## Start

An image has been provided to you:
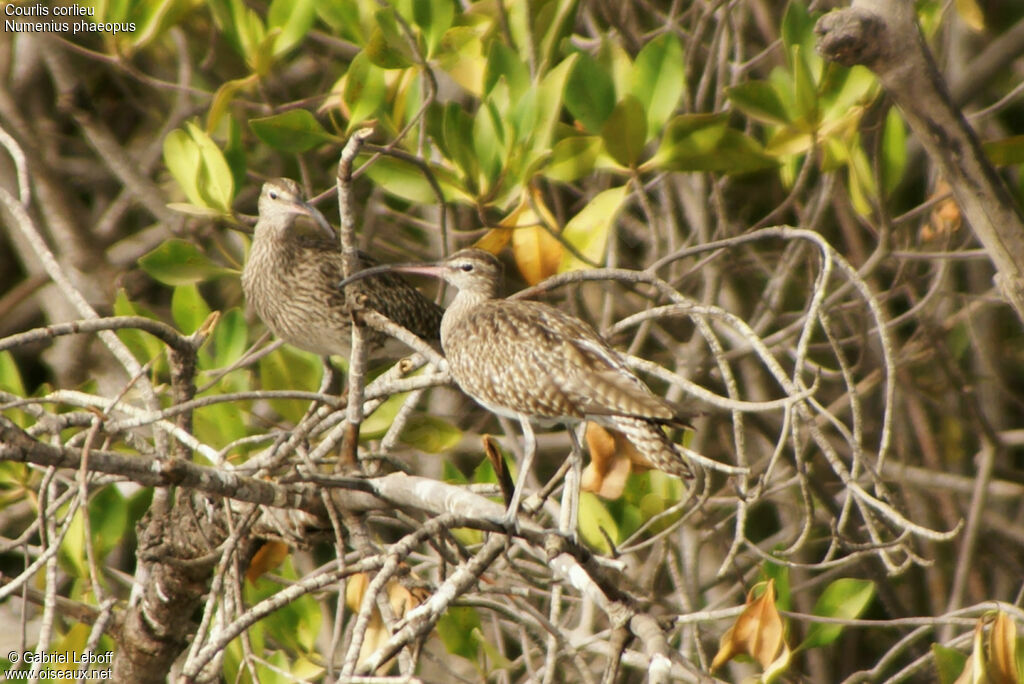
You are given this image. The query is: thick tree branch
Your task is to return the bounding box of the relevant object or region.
[815,0,1024,320]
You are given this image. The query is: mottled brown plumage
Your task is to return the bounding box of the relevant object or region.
[242,178,443,357]
[339,249,692,515]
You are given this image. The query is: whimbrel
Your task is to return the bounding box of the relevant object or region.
[242,178,443,358]
[340,249,693,523]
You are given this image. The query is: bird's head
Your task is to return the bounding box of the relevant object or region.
[338,248,503,298]
[258,178,335,239]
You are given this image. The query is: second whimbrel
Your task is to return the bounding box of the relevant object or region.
[340,249,693,522]
[242,178,443,357]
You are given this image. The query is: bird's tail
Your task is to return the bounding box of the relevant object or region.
[608,416,693,479]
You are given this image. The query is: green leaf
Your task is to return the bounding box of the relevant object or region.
[413,0,455,57]
[343,51,387,130]
[138,238,238,286]
[559,185,627,271]
[882,108,905,195]
[401,415,462,454]
[259,345,324,423]
[164,129,207,207]
[89,485,129,560]
[207,308,249,368]
[359,393,409,439]
[532,53,579,149]
[800,578,874,649]
[0,351,26,396]
[367,157,460,204]
[542,135,603,183]
[630,32,686,133]
[565,52,615,133]
[186,122,234,213]
[640,114,778,174]
[793,45,819,129]
[114,289,164,371]
[171,285,210,335]
[193,377,250,448]
[437,606,480,662]
[601,95,647,167]
[206,75,256,135]
[932,644,967,684]
[781,0,823,80]
[266,0,316,57]
[249,110,341,154]
[579,491,621,553]
[761,560,793,610]
[366,7,416,69]
[725,81,790,124]
[483,40,529,99]
[472,99,505,190]
[438,102,480,187]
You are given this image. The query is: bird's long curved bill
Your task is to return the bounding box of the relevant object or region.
[295,202,338,240]
[338,263,442,289]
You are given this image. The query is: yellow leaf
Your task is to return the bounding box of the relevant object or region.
[560,185,628,270]
[502,188,562,285]
[953,617,989,684]
[473,228,512,254]
[956,0,985,33]
[580,423,650,499]
[711,580,790,676]
[988,610,1020,684]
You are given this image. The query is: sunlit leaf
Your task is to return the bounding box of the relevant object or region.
[932,644,967,684]
[483,40,529,98]
[565,53,615,133]
[725,81,790,124]
[800,578,874,648]
[138,238,238,286]
[401,415,462,454]
[579,491,622,553]
[249,110,341,154]
[601,95,647,167]
[956,0,985,33]
[631,31,686,133]
[559,185,628,270]
[266,0,316,56]
[641,114,778,174]
[542,135,603,183]
[509,189,563,285]
[413,0,455,57]
[343,52,387,130]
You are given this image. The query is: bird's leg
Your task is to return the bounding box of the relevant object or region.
[558,424,585,542]
[503,416,537,529]
[318,356,334,394]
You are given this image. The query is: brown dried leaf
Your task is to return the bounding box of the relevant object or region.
[921,179,964,242]
[580,423,650,499]
[345,572,370,612]
[246,542,289,582]
[711,580,790,671]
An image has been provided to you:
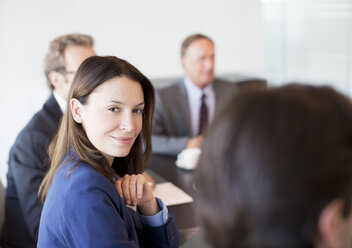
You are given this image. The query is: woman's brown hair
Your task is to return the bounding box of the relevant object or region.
[39,56,155,201]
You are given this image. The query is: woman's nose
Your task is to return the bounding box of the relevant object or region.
[120,113,134,132]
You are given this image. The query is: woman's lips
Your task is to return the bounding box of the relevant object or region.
[112,136,133,145]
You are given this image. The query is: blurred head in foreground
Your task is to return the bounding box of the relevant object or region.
[198,84,352,248]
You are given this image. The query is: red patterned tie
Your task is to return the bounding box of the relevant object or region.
[198,93,208,135]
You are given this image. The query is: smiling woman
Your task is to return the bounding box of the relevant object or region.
[38,56,178,247]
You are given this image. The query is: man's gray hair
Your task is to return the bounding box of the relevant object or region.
[44,34,94,90]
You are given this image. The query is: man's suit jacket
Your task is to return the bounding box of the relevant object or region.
[152,79,237,155]
[2,95,62,247]
[38,155,178,248]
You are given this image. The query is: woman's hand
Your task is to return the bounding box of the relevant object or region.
[115,174,159,216]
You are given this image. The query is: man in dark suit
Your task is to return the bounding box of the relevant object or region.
[2,34,95,247]
[153,34,236,155]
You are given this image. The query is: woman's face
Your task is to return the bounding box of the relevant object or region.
[71,76,144,165]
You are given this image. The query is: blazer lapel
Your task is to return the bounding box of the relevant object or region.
[178,79,192,136]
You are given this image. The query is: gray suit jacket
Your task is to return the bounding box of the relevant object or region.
[152,79,237,155]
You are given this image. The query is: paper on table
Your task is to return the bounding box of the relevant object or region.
[154,182,193,206]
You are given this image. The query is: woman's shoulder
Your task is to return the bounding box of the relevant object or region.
[53,160,119,200]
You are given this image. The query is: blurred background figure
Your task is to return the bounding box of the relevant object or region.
[2,34,95,247]
[153,34,236,155]
[197,85,352,248]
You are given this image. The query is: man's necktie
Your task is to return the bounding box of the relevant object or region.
[198,93,208,135]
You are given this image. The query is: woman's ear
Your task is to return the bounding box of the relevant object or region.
[70,98,83,123]
[316,199,345,248]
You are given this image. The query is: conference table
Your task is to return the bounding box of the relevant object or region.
[147,154,205,247]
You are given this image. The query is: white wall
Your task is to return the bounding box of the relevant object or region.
[0,0,265,184]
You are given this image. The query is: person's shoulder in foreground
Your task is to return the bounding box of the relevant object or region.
[197,84,352,248]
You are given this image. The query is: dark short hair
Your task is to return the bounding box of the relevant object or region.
[44,34,94,90]
[181,34,214,57]
[197,84,352,248]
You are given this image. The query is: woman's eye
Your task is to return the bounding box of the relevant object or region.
[109,108,120,112]
[133,109,143,114]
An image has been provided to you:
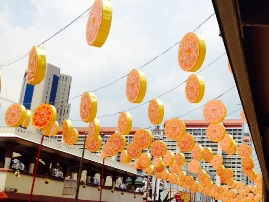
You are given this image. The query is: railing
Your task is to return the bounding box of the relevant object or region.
[14,128,137,174]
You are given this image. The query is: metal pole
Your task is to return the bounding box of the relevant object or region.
[153,176,158,202]
[29,133,44,202]
[146,177,150,202]
[99,158,105,202]
[75,133,87,202]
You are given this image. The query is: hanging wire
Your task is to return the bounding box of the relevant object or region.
[0,7,92,68]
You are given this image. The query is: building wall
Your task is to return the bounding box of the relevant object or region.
[20,63,72,133]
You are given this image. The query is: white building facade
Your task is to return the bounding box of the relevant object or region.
[20,63,72,132]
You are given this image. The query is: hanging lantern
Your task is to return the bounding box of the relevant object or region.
[143,165,154,176]
[88,118,101,139]
[64,128,79,145]
[126,69,147,103]
[178,32,206,72]
[192,144,204,161]
[42,121,60,136]
[21,110,32,128]
[118,112,132,135]
[210,155,223,169]
[120,150,132,164]
[164,118,186,140]
[203,100,227,123]
[185,74,205,103]
[151,140,167,157]
[80,92,97,123]
[177,133,195,152]
[127,143,142,159]
[148,99,164,125]
[108,133,126,152]
[188,159,201,173]
[134,129,153,149]
[174,152,186,166]
[85,136,102,152]
[62,119,73,139]
[5,103,27,127]
[169,161,182,174]
[163,150,175,166]
[138,152,151,169]
[32,104,57,130]
[219,134,233,151]
[27,46,47,85]
[86,0,112,48]
[204,147,213,162]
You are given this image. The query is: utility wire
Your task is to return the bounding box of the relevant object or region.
[0,7,92,68]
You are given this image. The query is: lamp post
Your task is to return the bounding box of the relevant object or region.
[75,133,87,202]
[152,125,163,201]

## End

#### [Requirements]
Arrange every line of the listing above as a Markdown table with the columns Row and Text, numbering the rows in order. Omit blank lines and the pictures.

#### [Worked solution]
| Row | Text |
|---|---|
| 1 | An image has been provided to you: |
| 2 | You are given this image. The query is: thick tree branch |
| 3 | Your task is to return the bounding box of the relevant object or region. |
| 4 | [815,0,1024,320] |
| 5 | You are given this image. The query is: mottled brown plumage |
| 6 | Your task is to return the bounding box of the relevant object or region. |
| 7 | [242,178,443,357] |
| 8 | [339,249,692,515] |
| 9 | You are given this image. The query is: whimbrel |
| 10 | Your task is to return the bounding box of the relevant object or region. |
| 11 | [242,178,443,358] |
| 12 | [340,249,693,523] |
| 13 | You are given this image. The query is: bird's head |
| 14 | Your task is to return the bounding box of the relevant object or region. |
| 15 | [338,248,503,298] |
| 16 | [258,178,335,239] |
| 17 | You are given this image. The query is: second whimbrel |
| 18 | Your task is to return the bounding box of the relevant object or region. |
| 19 | [340,249,693,522] |
| 20 | [242,178,443,357] |
| 21 | You are given this image. The query is: bird's tail |
| 22 | Your task is to return the bounding box of the relevant object or region. |
| 23 | [608,416,693,479] |
| 24 | You are given this image. The query is: green leaf |
| 25 | Your task is to return the bounding box of the relevant object or region. |
| 26 | [413,0,455,57] |
| 27 | [343,51,387,130] |
| 28 | [138,238,238,286] |
| 29 | [559,185,627,271] |
| 30 | [882,108,905,195] |
| 31 | [401,415,462,454] |
| 32 | [259,345,324,423] |
| 33 | [164,129,207,207] |
| 34 | [89,485,129,560] |
| 35 | [207,308,249,368] |
| 36 | [359,393,409,439] |
| 37 | [532,53,579,149] |
| 38 | [800,578,874,649] |
| 39 | [0,351,26,396] |
| 40 | [367,157,460,204] |
| 41 | [542,135,603,183] |
| 42 | [630,32,686,133] |
| 43 | [565,52,615,133] |
| 44 | [186,122,234,213] |
| 45 | [640,114,778,174] |
| 46 | [793,45,819,129] |
| 47 | [114,289,164,371] |
| 48 | [171,285,210,335] |
| 49 | [193,377,250,448] |
| 50 | [437,606,480,662] |
| 51 | [601,95,647,167] |
| 52 | [206,75,256,135] |
| 53 | [932,644,967,684] |
| 54 | [781,0,823,80] |
| 55 | [266,0,316,57] |
| 56 | [249,110,341,154] |
| 57 | [579,491,621,553] |
| 58 | [761,560,793,610] |
| 59 | [366,7,416,69] |
| 60 | [725,81,790,124] |
| 61 | [483,40,529,99] |
| 62 | [472,99,505,190] |
| 63 | [438,102,480,187] |
| 64 | You are given this image. The query is: bird's long curved bill |
| 65 | Your task is to return the bounding box of the relevant object or region. |
| 66 | [295,202,338,240] |
| 67 | [338,263,442,289] |
| 68 | You are given this image. The query is: yellow leaf |
| 69 | Your task is to return the bounding box of the relevant object or region. |
| 70 | [560,185,628,270] |
| 71 | [502,188,562,285] |
| 72 | [953,617,989,684] |
| 73 | [473,228,512,254] |
| 74 | [956,0,985,33] |
| 75 | [580,423,650,499] |
| 76 | [711,580,790,676] |
| 77 | [988,610,1020,684] |
| 78 | You are given this image. The query is: sunlit leaf |
| 79 | Your task is to return the bounding box of the relevant object or region. |
| 80 | [932,644,967,684] |
| 81 | [483,40,529,98] |
| 82 | [565,53,615,133] |
| 83 | [725,81,790,124] |
| 84 | [800,578,874,648] |
| 85 | [138,238,238,286] |
| 86 | [401,415,462,454] |
| 87 | [579,491,622,553] |
| 88 | [249,110,341,154] |
| 89 | [601,95,647,167] |
| 90 | [956,0,985,33] |
| 91 | [631,31,686,133] |
| 92 | [559,185,628,270] |
| 93 | [266,0,316,56] |
| 94 | [641,114,778,174] |
| 95 | [542,135,603,183] |
| 96 | [509,189,563,285] |
| 97 | [413,0,455,57] |
| 98 | [343,52,387,130] |
| 99 | You are given this image. The query is: bird's leg |
| 100 | Your task is to return the bounding box of the relevant object or region. |
| 101 | [558,424,585,542] |
| 102 | [503,416,537,529] |
| 103 | [318,356,334,394] |
| 104 | You are given this image. The query is: brown dried leaf |
| 105 | Your task is to return the bounding box of the relevant object or region. |
| 106 | [921,179,964,242] |
| 107 | [580,423,650,499] |
| 108 | [345,572,370,612] |
| 109 | [246,542,289,582] |
| 110 | [711,580,790,671] |
| 111 | An image has been provided to you: |
| 112 | You are given this image. The query is: woman's brown hair |
| 113 | Your task is to return the bounding box of the relevant object or region. |
| 114 | [39,56,155,201] |
| 115 | You are given this image. The query is: woman's nose |
| 116 | Your task is to return the bounding box of the relevant object or region. |
| 117 | [120,113,134,132] |
| 118 | You are given this image. The query is: woman's lips |
| 119 | Your task is to return the bounding box of the relevant object or region. |
| 120 | [112,136,133,145] |
| 121 | You are given this image. The query is: blurred head in foreground |
| 122 | Your task is to return the bounding box of the relevant object or region. |
| 123 | [198,84,352,248] |
| 124 | You are given this image. The query is: red patterned tie |
| 125 | Your task is to return the bounding box of the relevant object or region. |
| 126 | [198,93,208,135] |
| 127 | You are given this image. The query is: smiling woman |
| 128 | Your task is to return the bounding box of the relevant object or region. |
| 129 | [38,56,178,247] |
| 130 | You are given this image. The query is: man's gray hair |
| 131 | Your task is to return the bounding box of the relevant object or region. |
| 132 | [44,34,94,90] |
| 133 | You are given this image. The query is: man's suit jacket |
| 134 | Your task is to return the bounding box of the relevant object or region. |
| 135 | [152,79,237,155] |
| 136 | [2,95,62,247] |
| 137 | [38,155,178,248] |
| 138 | You are given this image. The query is: woman's hand |
| 139 | Your task is to return the bounding box of the relevant object or region. |
| 140 | [115,174,159,216] |
| 141 | You are given this image. The query is: man in dark suit |
| 142 | Your task is to return the bounding box of the relevant object or region. |
| 143 | [2,34,95,247] |
| 144 | [153,34,236,155] |
| 145 | You are given this image. The query is: woman's face |
| 146 | Your task is to return the bounding box of the relevant object or region. |
| 147 | [71,76,144,165] |
| 148 | You are given this image. The query is: blazer lapel |
| 149 | Your task is to return the bounding box of the relevant object or region. |
| 150 | [178,79,192,136] |
| 151 | You are given this image. The query is: gray suit jacket |
| 152 | Your task is to return the bounding box of the relevant object or region. |
| 153 | [152,79,237,155] |
| 154 | You are given this image. The query is: paper on table |
| 155 | Your task is to return the bounding box of the relevant object or region. |
| 156 | [154,182,193,206] |
| 157 | You are given this image. The query is: woman's shoulder |
| 158 | Your task is to return the bounding box of the relevant object or region. |
| 159 | [53,160,119,200] |
| 160 | You are given this image. The query is: blurred background figure |
| 161 | Your task is to return the bounding box of the relevant object or region. |
| 162 | [2,34,95,247] |
| 163 | [153,34,236,155] |
| 164 | [197,85,352,248] |
| 165 | You are given this image. The query is: man's necktie |
| 166 | Your task is to return the bounding box of the relevant object or region. |
| 167 | [198,93,208,135] |
| 168 | You are given this image. The query is: woman's ear |
| 169 | Your task is to return the bounding box of the relevant object or region. |
| 170 | [70,98,83,123] |
| 171 | [316,199,345,248] |
| 172 | You are given this image. The query is: conference table |
| 173 | Your task is to return the bounding box of the relevant object or region. |
| 174 | [147,154,205,247] |
| 175 | You are given this image. The query is: white wall |
| 176 | Your task is to return the bounding box of the relevant object or region. |
| 177 | [0,0,265,184] |
| 178 | You are given this image. The query is: person's shoulder in foreground |
| 179 | Your task is to return the bounding box of the relevant object or region. |
| 180 | [197,84,352,248] |
| 181 | You are given this image. The query is: dark short hair |
| 182 | Your task is to return the bounding box of the relevant object or region. |
| 183 | [44,34,94,90] |
| 184 | [181,34,214,57] |
| 185 | [197,84,352,248] |
| 186 | You are given this image. The query is: woman's eye |
| 187 | Your task is to return the bounding box of the relevant object or region. |
| 188 | [109,108,120,112] |
| 189 | [133,109,143,114] |
| 190 | An image has been provided to you: |
| 191 | You are given this image. The query is: railing |
| 192 | Your task is to return the bounding box of the relevant object or region. |
| 193 | [14,128,137,174] |
| 194 | You are given this image. The query is: metal pole |
| 195 | Your task is to return the bounding box of the relevant object or region. |
| 196 | [153,176,158,202] |
| 197 | [29,133,44,202] |
| 198 | [146,177,150,202] |
| 199 | [99,158,105,202] |
| 200 | [75,133,87,202] |
| 201 | You are given this image. The query is: hanging wire |
| 202 | Your task is to return the bounding box of the relevant object or region. |
| 203 | [0,7,92,68] |
| 204 | You are given this image. The query is: building wall |
| 205 | Your task is to return the bounding box of the relevant object or region. |
| 206 | [20,63,72,133] |
| 207 | You are given this image. The query is: white building facade |
| 208 | Your task is to return the bounding box of the relevant object or region. |
| 209 | [20,63,72,132] |
| 210 | You are given this image. The query is: hanging lantern |
| 211 | Your task is to return the bounding box of the relevant object or region. |
| 212 | [143,165,154,176] |
| 213 | [88,118,101,139] |
| 214 | [64,128,79,145] |
| 215 | [126,69,147,103] |
| 216 | [178,32,206,72] |
| 217 | [192,144,204,161] |
| 218 | [42,121,60,136] |
| 219 | [21,110,32,128] |
| 220 | [118,112,132,135] |
| 221 | [210,155,223,169] |
| 222 | [120,150,132,164] |
| 223 | [164,118,186,140] |
| 224 | [203,100,227,123] |
| 225 | [185,74,205,103] |
| 226 | [151,140,167,157] |
| 227 | [80,92,97,123] |
| 228 | [177,133,195,152] |
| 229 | [127,143,142,159] |
| 230 | [148,99,164,125] |
| 231 | [108,133,126,152] |
| 232 | [188,159,201,173] |
| 233 | [134,129,153,149] |
| 234 | [174,152,186,166] |
| 235 | [85,136,102,152] |
| 236 | [62,119,73,139] |
| 237 | [5,103,27,127] |
| 238 | [169,161,182,174] |
| 239 | [163,150,175,166] |
| 240 | [138,152,151,169] |
| 241 | [32,104,57,130] |
| 242 | [219,134,233,151] |
| 243 | [27,46,47,85] |
| 244 | [86,0,112,48] |
| 245 | [204,147,213,162] |
| 246 | You are given this image. The query is: utility wire |
| 247 | Your task is to return the bounding box of the relevant object or region. |
| 248 | [0,7,92,68] |
| 249 | You are given this image. The query is: lamp post |
| 250 | Your task is to return the bounding box of the relevant object or region. |
| 251 | [75,133,87,202] |
| 252 | [152,125,163,201] |